## ASSIGNMENT
Below are the records; give again exactly the line with "Query: dead wood", the line with "column 22, row 95", and each line that lies between them, and nothing besides.

[RECORDS FOR THE EXERCISE]

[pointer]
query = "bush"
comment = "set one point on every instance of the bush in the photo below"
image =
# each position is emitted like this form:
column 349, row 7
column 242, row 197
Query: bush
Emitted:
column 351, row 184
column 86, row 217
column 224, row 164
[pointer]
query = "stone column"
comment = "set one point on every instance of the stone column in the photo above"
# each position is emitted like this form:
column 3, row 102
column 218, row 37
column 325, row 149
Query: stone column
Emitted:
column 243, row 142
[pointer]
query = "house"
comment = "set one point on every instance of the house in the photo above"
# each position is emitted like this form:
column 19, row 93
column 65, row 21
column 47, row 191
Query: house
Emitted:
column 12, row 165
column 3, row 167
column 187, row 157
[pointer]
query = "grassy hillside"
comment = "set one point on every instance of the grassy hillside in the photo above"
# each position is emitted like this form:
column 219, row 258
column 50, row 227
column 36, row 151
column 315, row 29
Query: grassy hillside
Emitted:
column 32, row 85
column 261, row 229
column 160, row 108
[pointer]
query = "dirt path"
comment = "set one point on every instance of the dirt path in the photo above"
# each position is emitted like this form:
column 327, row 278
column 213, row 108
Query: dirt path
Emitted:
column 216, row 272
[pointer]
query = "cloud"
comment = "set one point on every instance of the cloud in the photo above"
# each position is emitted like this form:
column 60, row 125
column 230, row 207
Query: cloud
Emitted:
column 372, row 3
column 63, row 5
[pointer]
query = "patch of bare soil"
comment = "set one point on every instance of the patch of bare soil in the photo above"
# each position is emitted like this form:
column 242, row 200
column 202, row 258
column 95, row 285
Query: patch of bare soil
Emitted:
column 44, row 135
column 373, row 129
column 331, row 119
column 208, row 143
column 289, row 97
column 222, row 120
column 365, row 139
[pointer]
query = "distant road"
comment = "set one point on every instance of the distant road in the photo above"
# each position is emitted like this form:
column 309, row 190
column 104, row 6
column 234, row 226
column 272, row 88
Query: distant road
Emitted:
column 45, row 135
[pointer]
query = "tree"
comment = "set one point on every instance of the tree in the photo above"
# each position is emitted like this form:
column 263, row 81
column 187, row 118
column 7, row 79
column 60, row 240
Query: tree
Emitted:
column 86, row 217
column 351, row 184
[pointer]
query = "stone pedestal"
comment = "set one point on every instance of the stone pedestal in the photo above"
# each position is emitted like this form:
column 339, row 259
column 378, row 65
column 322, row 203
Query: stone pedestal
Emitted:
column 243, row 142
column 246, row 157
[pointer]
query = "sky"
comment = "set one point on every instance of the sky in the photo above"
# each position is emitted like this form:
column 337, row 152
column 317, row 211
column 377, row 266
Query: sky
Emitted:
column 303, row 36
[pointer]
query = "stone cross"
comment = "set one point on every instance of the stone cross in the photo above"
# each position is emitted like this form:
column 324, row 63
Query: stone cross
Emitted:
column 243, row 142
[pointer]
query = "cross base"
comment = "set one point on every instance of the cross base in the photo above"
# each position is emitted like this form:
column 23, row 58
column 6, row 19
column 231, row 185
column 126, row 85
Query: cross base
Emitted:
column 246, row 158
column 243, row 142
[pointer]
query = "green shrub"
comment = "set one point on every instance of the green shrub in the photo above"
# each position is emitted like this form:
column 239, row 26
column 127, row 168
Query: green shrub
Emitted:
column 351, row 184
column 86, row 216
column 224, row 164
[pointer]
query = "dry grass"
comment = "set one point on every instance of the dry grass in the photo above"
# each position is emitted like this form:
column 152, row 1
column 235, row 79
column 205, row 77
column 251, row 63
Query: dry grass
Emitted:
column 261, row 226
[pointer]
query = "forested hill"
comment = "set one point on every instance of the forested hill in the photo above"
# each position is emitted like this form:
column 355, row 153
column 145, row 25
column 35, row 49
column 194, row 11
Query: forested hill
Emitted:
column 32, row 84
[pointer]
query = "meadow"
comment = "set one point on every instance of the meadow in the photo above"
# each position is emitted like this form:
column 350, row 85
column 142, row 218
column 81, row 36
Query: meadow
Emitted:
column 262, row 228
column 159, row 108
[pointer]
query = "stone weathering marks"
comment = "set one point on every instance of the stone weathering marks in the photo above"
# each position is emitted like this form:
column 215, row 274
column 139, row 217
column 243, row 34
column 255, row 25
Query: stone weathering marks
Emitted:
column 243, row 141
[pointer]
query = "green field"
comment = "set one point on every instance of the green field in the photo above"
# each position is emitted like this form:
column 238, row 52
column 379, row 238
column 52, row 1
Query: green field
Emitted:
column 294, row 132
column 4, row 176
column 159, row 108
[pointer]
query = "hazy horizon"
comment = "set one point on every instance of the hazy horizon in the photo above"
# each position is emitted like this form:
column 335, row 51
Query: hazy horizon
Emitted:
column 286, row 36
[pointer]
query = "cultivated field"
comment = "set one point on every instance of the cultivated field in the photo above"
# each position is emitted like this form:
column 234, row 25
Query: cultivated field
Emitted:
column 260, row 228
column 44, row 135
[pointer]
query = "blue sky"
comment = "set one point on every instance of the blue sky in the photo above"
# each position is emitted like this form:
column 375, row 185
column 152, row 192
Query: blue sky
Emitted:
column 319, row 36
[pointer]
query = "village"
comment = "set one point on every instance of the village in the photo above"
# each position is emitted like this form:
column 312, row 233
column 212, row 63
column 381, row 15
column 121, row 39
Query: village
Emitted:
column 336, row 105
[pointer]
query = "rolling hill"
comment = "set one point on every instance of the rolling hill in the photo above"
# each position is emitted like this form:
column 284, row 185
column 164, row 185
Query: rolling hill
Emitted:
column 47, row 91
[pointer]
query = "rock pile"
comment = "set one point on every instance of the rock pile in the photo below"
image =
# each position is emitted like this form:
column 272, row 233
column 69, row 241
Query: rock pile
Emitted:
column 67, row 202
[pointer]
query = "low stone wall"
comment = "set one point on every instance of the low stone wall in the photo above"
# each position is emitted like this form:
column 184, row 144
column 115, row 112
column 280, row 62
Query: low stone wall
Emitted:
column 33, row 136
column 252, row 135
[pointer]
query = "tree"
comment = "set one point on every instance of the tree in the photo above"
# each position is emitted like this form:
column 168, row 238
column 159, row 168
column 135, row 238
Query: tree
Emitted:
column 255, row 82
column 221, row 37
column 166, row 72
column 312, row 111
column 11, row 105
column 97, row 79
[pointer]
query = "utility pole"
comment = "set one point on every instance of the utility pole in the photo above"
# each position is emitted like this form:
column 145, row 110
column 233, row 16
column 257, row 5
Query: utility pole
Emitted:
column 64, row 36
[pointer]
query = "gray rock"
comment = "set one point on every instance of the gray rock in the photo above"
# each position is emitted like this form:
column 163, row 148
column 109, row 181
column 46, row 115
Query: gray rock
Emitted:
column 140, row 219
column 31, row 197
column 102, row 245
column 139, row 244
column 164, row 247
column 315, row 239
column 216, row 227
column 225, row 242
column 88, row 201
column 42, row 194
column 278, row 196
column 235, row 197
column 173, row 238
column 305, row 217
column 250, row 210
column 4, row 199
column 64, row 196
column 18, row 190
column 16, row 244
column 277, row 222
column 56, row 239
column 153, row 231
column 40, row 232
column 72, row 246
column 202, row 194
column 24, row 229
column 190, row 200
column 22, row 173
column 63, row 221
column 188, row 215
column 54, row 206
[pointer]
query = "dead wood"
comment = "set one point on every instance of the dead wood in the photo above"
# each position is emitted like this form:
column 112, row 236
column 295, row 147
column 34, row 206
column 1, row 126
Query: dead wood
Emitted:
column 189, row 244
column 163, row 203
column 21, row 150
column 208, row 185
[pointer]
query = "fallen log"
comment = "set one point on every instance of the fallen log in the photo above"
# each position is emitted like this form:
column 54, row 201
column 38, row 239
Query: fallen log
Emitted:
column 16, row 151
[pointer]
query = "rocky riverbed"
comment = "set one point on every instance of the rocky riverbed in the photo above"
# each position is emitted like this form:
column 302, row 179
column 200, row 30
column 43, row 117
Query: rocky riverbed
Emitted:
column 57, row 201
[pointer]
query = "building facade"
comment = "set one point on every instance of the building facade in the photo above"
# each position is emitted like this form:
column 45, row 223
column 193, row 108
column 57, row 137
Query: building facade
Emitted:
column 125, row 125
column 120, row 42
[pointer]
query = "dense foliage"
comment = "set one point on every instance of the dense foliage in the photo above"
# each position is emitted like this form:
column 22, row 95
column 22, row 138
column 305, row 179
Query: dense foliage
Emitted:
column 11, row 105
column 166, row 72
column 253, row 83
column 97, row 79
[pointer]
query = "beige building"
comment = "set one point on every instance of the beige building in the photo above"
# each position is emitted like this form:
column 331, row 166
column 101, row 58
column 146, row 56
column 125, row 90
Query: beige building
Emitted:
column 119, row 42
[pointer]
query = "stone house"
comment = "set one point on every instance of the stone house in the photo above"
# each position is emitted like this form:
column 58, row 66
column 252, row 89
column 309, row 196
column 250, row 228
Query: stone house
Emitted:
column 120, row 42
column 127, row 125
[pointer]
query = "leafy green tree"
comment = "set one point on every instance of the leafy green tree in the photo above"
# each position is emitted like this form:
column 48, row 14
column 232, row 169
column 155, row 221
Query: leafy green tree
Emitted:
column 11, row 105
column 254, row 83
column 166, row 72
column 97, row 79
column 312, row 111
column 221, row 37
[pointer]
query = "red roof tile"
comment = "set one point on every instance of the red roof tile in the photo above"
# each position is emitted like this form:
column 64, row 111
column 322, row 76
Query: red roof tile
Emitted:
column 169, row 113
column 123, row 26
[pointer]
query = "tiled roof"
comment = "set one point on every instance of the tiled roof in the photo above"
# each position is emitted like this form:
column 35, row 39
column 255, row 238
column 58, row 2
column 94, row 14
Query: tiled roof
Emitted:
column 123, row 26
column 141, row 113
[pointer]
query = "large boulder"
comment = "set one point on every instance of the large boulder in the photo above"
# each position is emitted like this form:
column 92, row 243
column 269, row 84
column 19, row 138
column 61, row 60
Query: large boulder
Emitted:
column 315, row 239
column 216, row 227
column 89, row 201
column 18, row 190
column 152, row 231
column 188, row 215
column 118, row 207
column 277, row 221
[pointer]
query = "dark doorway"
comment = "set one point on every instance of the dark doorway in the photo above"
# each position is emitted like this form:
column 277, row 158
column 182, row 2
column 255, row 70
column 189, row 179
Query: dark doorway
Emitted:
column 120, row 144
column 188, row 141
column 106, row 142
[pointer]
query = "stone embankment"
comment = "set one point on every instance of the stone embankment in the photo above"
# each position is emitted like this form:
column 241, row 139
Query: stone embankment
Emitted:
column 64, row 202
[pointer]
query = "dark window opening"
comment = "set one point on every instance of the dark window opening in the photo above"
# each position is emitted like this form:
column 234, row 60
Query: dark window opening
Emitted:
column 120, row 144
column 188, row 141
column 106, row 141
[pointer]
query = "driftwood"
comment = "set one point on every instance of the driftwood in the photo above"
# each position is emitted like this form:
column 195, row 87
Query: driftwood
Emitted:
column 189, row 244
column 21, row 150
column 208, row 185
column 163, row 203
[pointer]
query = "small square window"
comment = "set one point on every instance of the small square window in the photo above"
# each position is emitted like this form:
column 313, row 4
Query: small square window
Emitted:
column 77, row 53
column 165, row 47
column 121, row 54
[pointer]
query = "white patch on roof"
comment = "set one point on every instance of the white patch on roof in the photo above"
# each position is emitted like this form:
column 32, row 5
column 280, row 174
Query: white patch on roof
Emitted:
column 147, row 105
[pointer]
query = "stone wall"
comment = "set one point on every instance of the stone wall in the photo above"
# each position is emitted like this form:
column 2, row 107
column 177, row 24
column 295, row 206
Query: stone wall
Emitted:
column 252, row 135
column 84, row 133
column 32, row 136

[/RECORDS FOR THE EXERCISE]
[RECORDS FOR THE EXERCISE]

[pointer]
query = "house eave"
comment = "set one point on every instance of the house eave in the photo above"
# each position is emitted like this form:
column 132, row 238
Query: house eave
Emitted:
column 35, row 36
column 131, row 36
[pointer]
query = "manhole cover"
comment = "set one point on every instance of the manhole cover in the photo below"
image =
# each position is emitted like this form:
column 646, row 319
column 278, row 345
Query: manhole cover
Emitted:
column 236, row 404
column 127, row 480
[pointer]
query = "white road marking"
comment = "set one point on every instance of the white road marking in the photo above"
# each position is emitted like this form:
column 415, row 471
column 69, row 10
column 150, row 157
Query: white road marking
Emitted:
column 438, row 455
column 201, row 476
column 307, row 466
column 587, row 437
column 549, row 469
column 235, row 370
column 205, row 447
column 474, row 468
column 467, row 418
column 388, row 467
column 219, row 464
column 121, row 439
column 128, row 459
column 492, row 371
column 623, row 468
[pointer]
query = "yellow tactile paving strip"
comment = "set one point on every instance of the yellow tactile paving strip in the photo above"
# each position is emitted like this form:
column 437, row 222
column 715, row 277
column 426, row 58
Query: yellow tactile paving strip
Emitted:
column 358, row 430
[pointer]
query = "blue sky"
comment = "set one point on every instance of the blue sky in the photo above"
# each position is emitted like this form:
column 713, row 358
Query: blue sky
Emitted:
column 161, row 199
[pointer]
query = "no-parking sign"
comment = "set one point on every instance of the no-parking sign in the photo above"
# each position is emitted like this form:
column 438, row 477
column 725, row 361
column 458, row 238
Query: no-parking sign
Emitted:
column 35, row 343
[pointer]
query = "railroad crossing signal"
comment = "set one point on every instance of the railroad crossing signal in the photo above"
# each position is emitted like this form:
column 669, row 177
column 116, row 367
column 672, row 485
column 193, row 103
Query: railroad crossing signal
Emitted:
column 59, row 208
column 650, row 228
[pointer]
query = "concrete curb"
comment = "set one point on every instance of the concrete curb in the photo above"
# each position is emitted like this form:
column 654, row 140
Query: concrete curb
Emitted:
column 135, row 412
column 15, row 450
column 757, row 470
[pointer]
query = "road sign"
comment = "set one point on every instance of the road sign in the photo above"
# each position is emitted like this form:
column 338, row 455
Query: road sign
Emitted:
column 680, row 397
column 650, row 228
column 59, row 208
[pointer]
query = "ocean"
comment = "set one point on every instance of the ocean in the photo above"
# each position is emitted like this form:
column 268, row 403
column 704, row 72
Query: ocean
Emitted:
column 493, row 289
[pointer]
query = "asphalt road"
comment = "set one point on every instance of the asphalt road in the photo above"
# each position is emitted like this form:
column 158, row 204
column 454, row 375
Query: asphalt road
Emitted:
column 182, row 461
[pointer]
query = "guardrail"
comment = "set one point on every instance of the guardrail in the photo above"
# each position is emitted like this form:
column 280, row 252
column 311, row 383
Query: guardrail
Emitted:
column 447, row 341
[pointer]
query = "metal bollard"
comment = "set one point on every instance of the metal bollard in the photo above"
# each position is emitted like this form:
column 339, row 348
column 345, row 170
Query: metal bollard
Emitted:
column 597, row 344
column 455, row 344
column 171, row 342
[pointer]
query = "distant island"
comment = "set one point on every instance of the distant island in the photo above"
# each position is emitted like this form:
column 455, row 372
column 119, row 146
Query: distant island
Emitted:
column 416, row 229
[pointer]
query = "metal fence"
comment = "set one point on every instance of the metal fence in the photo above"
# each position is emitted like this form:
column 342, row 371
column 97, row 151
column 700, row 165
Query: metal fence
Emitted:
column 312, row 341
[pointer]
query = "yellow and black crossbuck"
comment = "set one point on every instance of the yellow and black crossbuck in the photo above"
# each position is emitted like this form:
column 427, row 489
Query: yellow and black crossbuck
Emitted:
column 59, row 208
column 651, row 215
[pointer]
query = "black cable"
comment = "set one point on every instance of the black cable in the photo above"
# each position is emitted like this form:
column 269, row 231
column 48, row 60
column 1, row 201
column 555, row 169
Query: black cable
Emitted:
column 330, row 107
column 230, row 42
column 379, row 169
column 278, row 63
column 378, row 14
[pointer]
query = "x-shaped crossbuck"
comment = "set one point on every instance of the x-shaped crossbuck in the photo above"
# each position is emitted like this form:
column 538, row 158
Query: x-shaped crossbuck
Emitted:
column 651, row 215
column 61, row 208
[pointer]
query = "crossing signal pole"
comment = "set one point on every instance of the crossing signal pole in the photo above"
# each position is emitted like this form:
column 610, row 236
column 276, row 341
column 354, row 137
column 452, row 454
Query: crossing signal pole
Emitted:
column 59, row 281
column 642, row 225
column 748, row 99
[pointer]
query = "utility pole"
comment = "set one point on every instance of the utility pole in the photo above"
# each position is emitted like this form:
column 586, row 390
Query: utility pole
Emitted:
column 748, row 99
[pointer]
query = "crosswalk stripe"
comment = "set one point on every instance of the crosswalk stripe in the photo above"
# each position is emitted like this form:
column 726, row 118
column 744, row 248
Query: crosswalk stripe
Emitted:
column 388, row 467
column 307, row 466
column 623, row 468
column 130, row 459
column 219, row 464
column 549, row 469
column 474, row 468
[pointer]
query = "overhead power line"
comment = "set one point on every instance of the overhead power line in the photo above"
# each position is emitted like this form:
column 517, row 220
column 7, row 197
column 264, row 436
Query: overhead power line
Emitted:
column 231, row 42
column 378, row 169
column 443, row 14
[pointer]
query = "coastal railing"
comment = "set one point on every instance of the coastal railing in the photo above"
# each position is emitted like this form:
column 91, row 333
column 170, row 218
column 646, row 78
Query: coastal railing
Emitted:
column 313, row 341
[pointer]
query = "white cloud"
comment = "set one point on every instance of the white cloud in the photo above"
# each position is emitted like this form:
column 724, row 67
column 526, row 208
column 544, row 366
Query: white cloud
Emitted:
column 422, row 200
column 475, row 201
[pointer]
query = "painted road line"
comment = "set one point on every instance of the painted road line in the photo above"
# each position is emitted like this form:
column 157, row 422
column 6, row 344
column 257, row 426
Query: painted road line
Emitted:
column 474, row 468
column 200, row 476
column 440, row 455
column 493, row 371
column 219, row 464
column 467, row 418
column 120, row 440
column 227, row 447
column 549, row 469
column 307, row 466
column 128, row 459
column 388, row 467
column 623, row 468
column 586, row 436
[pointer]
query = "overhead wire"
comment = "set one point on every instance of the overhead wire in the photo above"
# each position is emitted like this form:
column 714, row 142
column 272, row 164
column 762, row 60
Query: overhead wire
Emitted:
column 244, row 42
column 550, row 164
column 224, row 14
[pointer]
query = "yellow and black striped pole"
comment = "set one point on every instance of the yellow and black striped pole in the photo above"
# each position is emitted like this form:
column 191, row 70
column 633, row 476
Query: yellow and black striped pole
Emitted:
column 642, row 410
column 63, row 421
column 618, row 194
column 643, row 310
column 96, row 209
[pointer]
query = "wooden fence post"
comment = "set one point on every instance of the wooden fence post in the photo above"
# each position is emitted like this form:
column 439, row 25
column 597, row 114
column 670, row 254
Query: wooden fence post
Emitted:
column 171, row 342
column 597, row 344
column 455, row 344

[/RECORDS FOR THE EXERCISE]

## ANSWER TO THE PROBLEM
Query: dead wood
Emitted:
column 189, row 244
column 163, row 203
column 21, row 150
column 208, row 185
[pointer]
query = "fallen log"
comment = "set one point on every instance of the fallen log in the photo above"
# each position is emitted like this form:
column 54, row 201
column 38, row 239
Query: fallen log
Emitted:
column 16, row 151
[pointer]
query = "rocky riverbed"
comment = "set one point on every instance of the rocky riverbed in the photo above"
# each position is emitted like this form:
column 302, row 179
column 200, row 30
column 43, row 117
Query: rocky riverbed
Emitted:
column 57, row 201
[pointer]
query = "building facade"
comment = "set one point on every instance of the building facade in the photo above"
# each position is emitted like this form:
column 45, row 223
column 193, row 108
column 57, row 137
Query: building facade
Emitted:
column 125, row 125
column 120, row 42
[pointer]
query = "dense foliage"
comment = "set one point on every instance of the dense foliage in the photo above"
# each position is emitted like this form:
column 22, row 95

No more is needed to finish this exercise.